TASKS AND EXERCISES:
1 - From the forum thread about comparing string columns in Spark, write out the passage that begins at the words "The comparison is happening" and ends after the words "print('44' < '4')".
2 - Go on with the forum thread about comparing string columns in Spark, picking up right after its last line.

TEXT FOR ANALYSIS:
Reputation: 113
When I try to compare two columns in a Data-frame using comparison operator and not able to get the accurate results so can someone guide me where I am doing wrong
>>>spark.sql("select High,Low from cc where cc.High < cc.Low").show(5)
+--------+-------+
|High |Low |
+--------+-------+
| 14| 4|
| 19| 3|
| 24| 5|
| 46| 6|
| 106| 8|
+--------+-------+
only showing top 5 rows
So the High and Low columns are string datatype.
The value of 14 is greater than value of 4. so the resulted output is wrong so where I am doing wrong???
Upvotes: 1
Views: 3957
Reputation: 43534
the High and Low columns are string datatype.
The comparison is happening lexicographically. In python you can see this is the case via some simple test cases:
print('14' < '4')
#True
print('44' < '4')
#False
In the first case, the comparison is '1' < '4'
, which return True
.
In order to do numeric comparisons, you can convert to integers:
spark.sql(
"select High,Low from cc where CAST(High AS INTEGER) < CAST(Low AS INTEGER)"
).show()

Saved data entries:
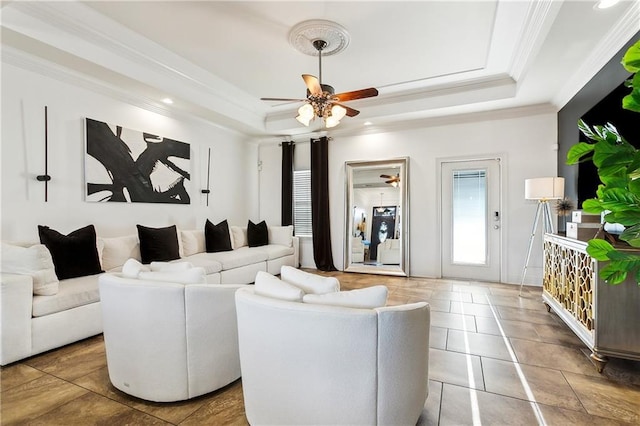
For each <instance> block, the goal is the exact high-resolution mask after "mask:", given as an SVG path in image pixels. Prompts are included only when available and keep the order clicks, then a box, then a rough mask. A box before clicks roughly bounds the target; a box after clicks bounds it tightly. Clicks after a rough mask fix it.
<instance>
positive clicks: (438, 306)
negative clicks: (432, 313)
mask: <svg viewBox="0 0 640 426" xmlns="http://www.w3.org/2000/svg"><path fill="white" fill-rule="evenodd" d="M427 303H429V306H431V312H449V310H450V309H451V305H450V304H451V302H450V301H448V300H445V299H429V300H427Z"/></svg>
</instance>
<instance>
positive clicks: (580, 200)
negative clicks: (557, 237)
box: [558, 31, 640, 208]
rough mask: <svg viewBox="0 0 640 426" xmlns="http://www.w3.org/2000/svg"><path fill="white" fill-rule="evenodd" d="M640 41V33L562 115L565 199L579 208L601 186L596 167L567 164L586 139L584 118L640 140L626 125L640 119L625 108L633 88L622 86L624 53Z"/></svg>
mask: <svg viewBox="0 0 640 426" xmlns="http://www.w3.org/2000/svg"><path fill="white" fill-rule="evenodd" d="M639 38H640V31H639V32H637V33H636V34H635V35H634V36H633V37H632V38H631V40H629V42H627V44H625V45H624V47H623V48H622V49H620V51H618V52H617V53H616V54H615V55H613V57H612V58H611V60H610V61H609V62H607V64H606V65H605V66H604V67H603V68H602V69H601V70H600V71H599V72H598V73H597V74H596V75H595V76H594V77H593V78H592V79H591V80H590V81H589V82H588V83H587V84H586V85H585V86H584V87H583V88H582V89H581V90H580V91H579V92H578V93H577V94H576V95H575V96H574V97H573V98H572V99H571V100H570V101H569V102H568V103H567V104H566V105H565V106H564V107H563V108H562V109H561V110H560V111H559V112H558V176H562V177H564V178H565V190H564V193H565V196H566V197H568V198H569V199H571V200H572V201H574V202H576V201H577V200H579V203H578V205H577V207H578V208H580V207H581V204H582V201H584V200H585V199H586V198H590V197H593V195H595V190H596V189H597V186H598V183H599V180H598V177H597V174H595V169H594V168H593V167H592V165H586V164H585V165H580V166H568V165H567V164H566V162H567V152H568V151H569V148H571V146H573V145H575V144H576V143H578V142H579V141H580V140H586V138H585V137H584V136H583V135H582V134H581V133H580V131H579V130H578V120H579V119H580V118H583V119H584V120H585V121H586V122H587V123H588V124H590V125H595V124H598V125H604V124H606V123H607V122H612V123H613V124H614V125H616V126H617V127H618V130H620V133H621V134H622V135H623V136H624V137H625V138H626V139H627V140H628V141H629V142H632V143H636V141H638V139H640V135H638V132H639V131H640V129H639V128H638V126H637V125H636V126H635V128H632V126H631V125H630V124H626V123H631V122H629V121H628V120H629V114H631V117H632V118H633V115H635V119H636V121H637V120H640V116H639V115H638V114H637V113H633V112H629V111H625V110H623V109H622V106H621V100H622V97H623V96H624V95H625V94H626V93H629V91H630V89H628V88H626V87H621V85H622V84H623V82H624V81H625V80H626V79H627V78H629V73H628V72H627V71H626V70H625V69H624V68H623V67H622V65H621V64H620V61H621V60H622V56H624V53H625V52H626V51H627V50H628V49H629V47H631V45H633V43H635V41H637V40H638V39H639ZM633 132H635V133H633ZM636 146H637V145H636ZM589 166H591V167H589ZM579 188H580V189H579Z"/></svg>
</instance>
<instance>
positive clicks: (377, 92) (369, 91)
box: [333, 87, 378, 102]
mask: <svg viewBox="0 0 640 426" xmlns="http://www.w3.org/2000/svg"><path fill="white" fill-rule="evenodd" d="M374 96H378V89H376V88H374V87H370V88H368V89H361V90H354V91H353V92H344V93H338V94H337V95H333V97H334V98H335V99H337V100H339V101H340V102H346V101H352V100H354V99H364V98H372V97H374Z"/></svg>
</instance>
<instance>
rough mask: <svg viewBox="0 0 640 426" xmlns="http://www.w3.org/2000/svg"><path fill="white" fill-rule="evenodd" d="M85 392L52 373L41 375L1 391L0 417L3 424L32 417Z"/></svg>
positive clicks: (36, 417)
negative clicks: (57, 376) (21, 384)
mask: <svg viewBox="0 0 640 426" xmlns="http://www.w3.org/2000/svg"><path fill="white" fill-rule="evenodd" d="M87 392H88V391H87V390H86V389H83V388H81V387H79V386H75V385H73V384H71V383H69V382H66V381H64V380H62V379H58V378H56V377H53V376H49V375H46V376H42V377H39V378H37V379H35V380H32V381H30V382H27V383H24V384H22V385H19V386H16V387H13V388H11V389H9V390H7V391H4V392H2V394H0V397H1V399H2V407H1V408H0V417H1V418H2V424H3V425H10V424H21V423H24V422H28V421H29V420H33V419H35V418H37V417H39V416H41V415H43V414H45V413H47V412H48V411H51V410H53V409H55V408H57V407H59V406H60V405H62V404H65V403H67V402H69V401H72V400H74V399H76V398H79V397H81V396H82V395H85V394H86V393H87Z"/></svg>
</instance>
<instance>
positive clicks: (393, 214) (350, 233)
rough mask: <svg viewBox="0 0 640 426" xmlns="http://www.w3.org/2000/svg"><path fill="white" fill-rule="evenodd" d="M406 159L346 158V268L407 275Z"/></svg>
mask: <svg viewBox="0 0 640 426" xmlns="http://www.w3.org/2000/svg"><path fill="white" fill-rule="evenodd" d="M406 169H407V159H405V158H402V159H396V160H384V161H368V162H347V163H346V173H345V176H346V194H347V203H346V206H347V212H346V221H347V223H346V224H345V225H346V226H345V229H347V235H346V239H345V251H344V253H345V271H348V272H363V273H373V274H388V275H407V269H408V267H407V262H406V260H407V259H408V256H407V250H406V248H407V247H408V241H407V235H408V232H407V229H405V228H406V227H407V224H408V220H407V214H406V212H405V211H403V210H407V211H408V209H407V208H406V206H407V203H406V193H407V191H406V188H407V170H406Z"/></svg>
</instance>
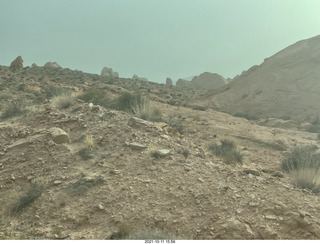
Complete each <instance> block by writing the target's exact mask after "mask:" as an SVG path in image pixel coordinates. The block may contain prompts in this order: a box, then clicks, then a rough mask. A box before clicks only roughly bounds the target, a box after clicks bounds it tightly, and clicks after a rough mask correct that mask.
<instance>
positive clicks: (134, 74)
mask: <svg viewBox="0 0 320 244" xmlns="http://www.w3.org/2000/svg"><path fill="white" fill-rule="evenodd" d="M132 79H133V80H137V81H149V80H148V79H147V78H145V77H139V76H138V75H136V74H134V75H133V76H132Z"/></svg>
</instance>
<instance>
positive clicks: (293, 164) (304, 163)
mask: <svg viewBox="0 0 320 244" xmlns="http://www.w3.org/2000/svg"><path fill="white" fill-rule="evenodd" d="M314 151H315V148H313V147H310V146H307V147H298V148H295V149H293V150H292V152H291V153H290V154H289V155H288V156H287V157H286V158H285V159H284V160H283V161H282V162H281V169H282V170H283V171H285V172H290V171H294V170H300V169H314V170H318V169H319V168H320V155H316V154H314Z"/></svg>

RESULTS BY TASK:
1 -
The comparison is happening lexicographically. In python you can see this is the case via some simple test cases:
print('14' < '4')
#True
print('44' < '4')

2 -
Notes on lexicographical comparison from some Java documentation:
This is the definition of lexicographic ordering. If two strings are different, then either they have different characters at some index that is a valid index for both strings, or their lengths are different, or both. If they have different characters at one or more index positions, let k be the smallest such index; then the string whose character at position k has the smaller value, as determined by using the < operator, lexicographically precedes the other string. In this case,
compareTo
returns the difference of the two character values at position k in the two string -- that is, the value:this.charAt(k)-anotherString.charAt(k)
If there is no index position at which they differ, then the shorter string lexicographically precedes the longer string. In this case, compareTo returns the difference of the lengths of the strings -- that is, the value:
this.length()-anotherString.length()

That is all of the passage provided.